## Information shown
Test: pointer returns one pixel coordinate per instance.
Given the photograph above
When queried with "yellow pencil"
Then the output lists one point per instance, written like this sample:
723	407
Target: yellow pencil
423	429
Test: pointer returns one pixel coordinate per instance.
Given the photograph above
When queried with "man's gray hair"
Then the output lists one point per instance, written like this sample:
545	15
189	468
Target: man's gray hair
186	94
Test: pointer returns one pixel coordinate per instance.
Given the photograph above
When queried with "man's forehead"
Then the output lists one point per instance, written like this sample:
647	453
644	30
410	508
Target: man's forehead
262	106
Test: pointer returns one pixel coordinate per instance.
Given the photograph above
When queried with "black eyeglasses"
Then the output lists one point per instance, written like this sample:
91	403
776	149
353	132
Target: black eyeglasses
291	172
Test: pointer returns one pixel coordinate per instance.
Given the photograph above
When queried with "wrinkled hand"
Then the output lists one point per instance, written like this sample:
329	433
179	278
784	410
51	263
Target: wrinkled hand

## Try it
Each line of the listing that includes the word "queried" counts once; give the total as a single number.

## Answer space
5